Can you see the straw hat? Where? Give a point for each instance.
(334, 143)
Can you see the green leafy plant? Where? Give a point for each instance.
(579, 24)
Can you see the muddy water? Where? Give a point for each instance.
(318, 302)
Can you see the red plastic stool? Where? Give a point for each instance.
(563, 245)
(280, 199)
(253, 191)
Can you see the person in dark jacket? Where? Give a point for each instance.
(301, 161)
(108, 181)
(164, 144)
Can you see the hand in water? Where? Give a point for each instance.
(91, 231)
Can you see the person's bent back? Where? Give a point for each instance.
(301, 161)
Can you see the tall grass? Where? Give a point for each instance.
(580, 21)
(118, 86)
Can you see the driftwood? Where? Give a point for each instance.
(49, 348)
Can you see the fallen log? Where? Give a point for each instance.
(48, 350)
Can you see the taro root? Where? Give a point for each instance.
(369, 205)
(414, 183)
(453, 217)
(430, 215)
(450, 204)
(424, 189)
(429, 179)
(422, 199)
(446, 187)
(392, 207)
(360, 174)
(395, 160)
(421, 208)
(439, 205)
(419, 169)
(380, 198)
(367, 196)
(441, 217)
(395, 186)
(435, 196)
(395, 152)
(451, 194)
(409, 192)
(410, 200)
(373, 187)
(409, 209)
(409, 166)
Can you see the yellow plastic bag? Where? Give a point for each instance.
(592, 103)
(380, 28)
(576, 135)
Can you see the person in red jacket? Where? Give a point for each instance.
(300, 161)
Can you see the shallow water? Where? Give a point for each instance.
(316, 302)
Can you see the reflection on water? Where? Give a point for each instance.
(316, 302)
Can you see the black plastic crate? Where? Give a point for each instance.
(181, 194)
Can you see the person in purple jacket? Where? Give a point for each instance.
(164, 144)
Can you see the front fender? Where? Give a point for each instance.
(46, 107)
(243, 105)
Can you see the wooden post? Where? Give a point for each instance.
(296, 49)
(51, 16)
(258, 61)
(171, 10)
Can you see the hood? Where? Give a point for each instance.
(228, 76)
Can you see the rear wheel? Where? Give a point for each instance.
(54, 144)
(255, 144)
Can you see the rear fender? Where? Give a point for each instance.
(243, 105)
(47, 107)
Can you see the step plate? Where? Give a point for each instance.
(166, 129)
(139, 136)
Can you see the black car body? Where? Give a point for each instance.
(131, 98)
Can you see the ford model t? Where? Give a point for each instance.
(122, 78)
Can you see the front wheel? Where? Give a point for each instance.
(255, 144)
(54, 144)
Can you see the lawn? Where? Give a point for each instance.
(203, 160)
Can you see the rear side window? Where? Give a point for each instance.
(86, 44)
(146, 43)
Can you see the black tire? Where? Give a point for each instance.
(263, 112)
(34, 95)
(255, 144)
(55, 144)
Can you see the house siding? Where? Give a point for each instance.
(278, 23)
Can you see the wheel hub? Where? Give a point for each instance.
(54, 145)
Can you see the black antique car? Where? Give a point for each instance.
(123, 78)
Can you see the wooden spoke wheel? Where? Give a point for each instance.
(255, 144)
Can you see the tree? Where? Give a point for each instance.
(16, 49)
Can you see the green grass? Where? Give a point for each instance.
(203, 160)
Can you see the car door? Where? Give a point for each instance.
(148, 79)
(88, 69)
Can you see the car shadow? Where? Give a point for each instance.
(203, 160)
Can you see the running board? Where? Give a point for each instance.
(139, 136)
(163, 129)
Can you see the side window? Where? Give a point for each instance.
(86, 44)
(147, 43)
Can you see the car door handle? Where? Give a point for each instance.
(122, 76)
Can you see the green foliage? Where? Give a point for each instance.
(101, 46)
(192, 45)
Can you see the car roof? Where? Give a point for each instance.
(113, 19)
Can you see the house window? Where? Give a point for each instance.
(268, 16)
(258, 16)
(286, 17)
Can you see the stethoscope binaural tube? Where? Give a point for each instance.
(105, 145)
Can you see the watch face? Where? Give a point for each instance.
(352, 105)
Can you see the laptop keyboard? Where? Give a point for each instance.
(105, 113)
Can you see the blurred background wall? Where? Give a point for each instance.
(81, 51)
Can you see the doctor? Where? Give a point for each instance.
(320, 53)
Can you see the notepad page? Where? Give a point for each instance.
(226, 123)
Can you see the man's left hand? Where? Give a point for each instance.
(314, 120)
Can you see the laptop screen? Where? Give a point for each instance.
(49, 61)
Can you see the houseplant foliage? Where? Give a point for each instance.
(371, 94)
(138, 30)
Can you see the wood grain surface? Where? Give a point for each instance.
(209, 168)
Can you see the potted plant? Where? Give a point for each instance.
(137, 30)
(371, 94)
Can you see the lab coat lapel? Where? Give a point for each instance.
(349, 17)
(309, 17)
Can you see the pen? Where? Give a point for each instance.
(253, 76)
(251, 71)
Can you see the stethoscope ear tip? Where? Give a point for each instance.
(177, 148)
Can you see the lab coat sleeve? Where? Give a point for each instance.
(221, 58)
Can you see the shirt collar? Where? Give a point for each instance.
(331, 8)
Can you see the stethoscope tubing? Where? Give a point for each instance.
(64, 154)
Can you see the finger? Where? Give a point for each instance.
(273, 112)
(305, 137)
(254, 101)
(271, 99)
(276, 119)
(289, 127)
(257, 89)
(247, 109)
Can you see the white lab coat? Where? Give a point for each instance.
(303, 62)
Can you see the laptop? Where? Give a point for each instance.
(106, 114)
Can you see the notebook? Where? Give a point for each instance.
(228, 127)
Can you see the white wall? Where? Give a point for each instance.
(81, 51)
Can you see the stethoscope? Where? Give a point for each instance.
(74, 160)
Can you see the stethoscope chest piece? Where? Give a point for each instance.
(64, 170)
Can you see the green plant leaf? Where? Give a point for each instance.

### Problem details
Each line of the material should be echoed exactly.

### The reply
Can you see the straw hat? Where? Give a point for each instance.
(334, 143)
Can you see the green leafy plant? Where? Give a point for each instance.
(579, 24)
Can you see the muddy water? Where? Give a point for each instance.
(318, 302)
Can you see the red plastic stool? Where? Give a point for each instance.
(563, 245)
(280, 199)
(253, 191)
Can you see the person in dark jacket? Where? Give a point for each instance.
(301, 161)
(108, 181)
(164, 144)
Can you see the hand in water? Where? Give a point for each instance.
(91, 231)
Can you see the person's bent back? Where? Give a point for each instance.
(301, 161)
Can you see the tall grass? Where? Give a point for each instance.
(580, 21)
(118, 86)
Can you see the driftwood? Where? Give a point for each instance.
(49, 348)
Can you see the fallen log? Where? Give a point for each instance.
(48, 350)
Can you see the taro root? Where? Give a point for each instance.
(369, 205)
(414, 183)
(453, 217)
(430, 215)
(450, 204)
(424, 189)
(429, 179)
(422, 199)
(446, 187)
(392, 207)
(360, 174)
(395, 160)
(421, 208)
(439, 205)
(419, 169)
(380, 198)
(367, 196)
(441, 217)
(395, 186)
(435, 196)
(395, 152)
(451, 194)
(409, 192)
(410, 200)
(373, 187)
(409, 209)
(409, 166)
Can you see the yellow plastic bag? Where? Give a point for each instance.
(592, 103)
(380, 28)
(576, 135)
Can you see the person in red jacket? Where? Give a point for each instance.
(300, 161)
Can you see the shallow water? Where? Give a point for each instance.
(316, 302)
Can you see the reflection on water? Where? Give a point for each instance.
(316, 302)
Can you see the black plastic crate? Where? Give a point for each instance.
(181, 194)
Can you see the person in purple jacket? Where? Give a point for each instance.
(164, 144)
Can you see the front fender? Where? Give a point for each instance.
(46, 107)
(243, 105)
Can you see the wooden post? Where? Give a point for each instance.
(296, 49)
(51, 16)
(258, 61)
(171, 10)
Can you see the hood? Where? Give a point for each instance.
(228, 76)
Can you see the rear wheel? Where? Give a point for each instance.
(54, 144)
(255, 144)
Can you see the rear fender? Where? Give a point for each instance.
(243, 105)
(47, 107)
Can you see the step plate? Where? Give a point for each instance.
(166, 129)
(139, 136)
Can you see the black car body? Where? Give a point for each instance.
(131, 98)
Can you see the ford model t? Where? Give a point for each instance.
(122, 78)
Can you see the front wheel? Where? Give a point for each instance.
(255, 144)
(54, 144)
Can you see the lawn? Where? Give a point for each instance.
(203, 160)
Can you see the rear side window? Where? Give a point for each instance.
(86, 44)
(146, 43)
Can you see the black tire? Where? Give a point for each instance.
(263, 112)
(34, 95)
(255, 144)
(55, 144)
Can you see the house siding? Where? Give a point for each instance.
(278, 23)
Can you see the wheel hub? Where? Give a point for each instance.
(54, 145)
Can you see the black antique car? Where? Give a point for each instance.
(123, 78)
Can you see the wooden spoke wheel? Where? Give a point for each instance.
(255, 144)
Can you see the tree? Where? Give a point for each instance.
(16, 49)
Can you see the green grass? Where? Give a point for each instance.
(203, 160)
Can you see the car door? Where? Give a point for each instance.
(148, 79)
(88, 69)
Can you see the car shadow? Where? Give a point for each instance.
(203, 160)
Can you see the running board? Where? Give a point for each instance.
(139, 136)
(163, 129)
Can you see the side window? Where? Give a point for each instance.
(86, 44)
(147, 43)
Can you see the car door handle? Where? Give a point for each instance.
(122, 76)
Can you see the green foliage? Where? Give a point for each instance.
(101, 46)
(192, 45)
Can you see the car roof? Where? Give a point for each instance.
(113, 19)
Can you see the house window? Where? Give a point for each instance.
(268, 16)
(258, 16)
(286, 17)
Can you see the stethoscope binaural tube? Where? Give a point for each instance.
(105, 145)
Can you see the watch face? Where? Give a point for each instance.
(352, 105)
Can you see the laptop keyboard? Where? Give a point for each instance.
(105, 113)
Can you see the blurred background wall? Where? Give a point for each instance.
(81, 51)
Can you see the doctor? Where? Give a point for each instance.
(320, 53)
Can you see the notepad page? Where? Give a point for each instance.
(226, 123)
Can you see the man's left hand? Where? Give a point for each instance.
(314, 120)
Can you see the laptop screen? Where? Give a point for each instance.
(49, 61)
Can you see the houseplant foliage? Where? Give a point for each instance.
(371, 94)
(138, 30)
Can you see the wood grain surface? Where? Give a point for each instance.
(209, 168)
Can you see the potted plant? Where? Give a point for each instance.
(137, 30)
(371, 94)
Can you see the lab coat lapel? Where? Give a point for each instance.
(349, 17)
(309, 17)
Can you see the pen? Where? Give a point for each instance.
(253, 76)
(251, 71)
Can you see the stethoscope ear tip? Where? Give a point for each instance.
(177, 148)
Can you see the lab coat sleeve? Where? Give a point for each instance.
(221, 58)
Can you see the shirt collar? Where? Give a point for each instance.
(331, 8)
Can you see the stethoscope tubing? Where? Give a point for each instance.
(64, 154)
Can you see the finger? Where? Give a point for each instance.
(273, 112)
(305, 137)
(254, 101)
(271, 99)
(276, 119)
(289, 127)
(257, 89)
(247, 109)
Can you see the white lab coat? Where? Give a point for each instance.
(303, 62)
Can you see the laptop? Where? Give a point for each instance.
(106, 114)
Can you see the notebook? Where? Give a point for each instance.
(228, 127)
Can you see the white wall? Where? Give a point for each instance.
(81, 51)
Can you see the stethoscope? Where? Give a point for each instance.
(74, 160)
Can you see the stethoscope chest piece? Where? Give a point for each instance.
(64, 170)
Can you see the green plant leaf? Where? Give a point for each instance.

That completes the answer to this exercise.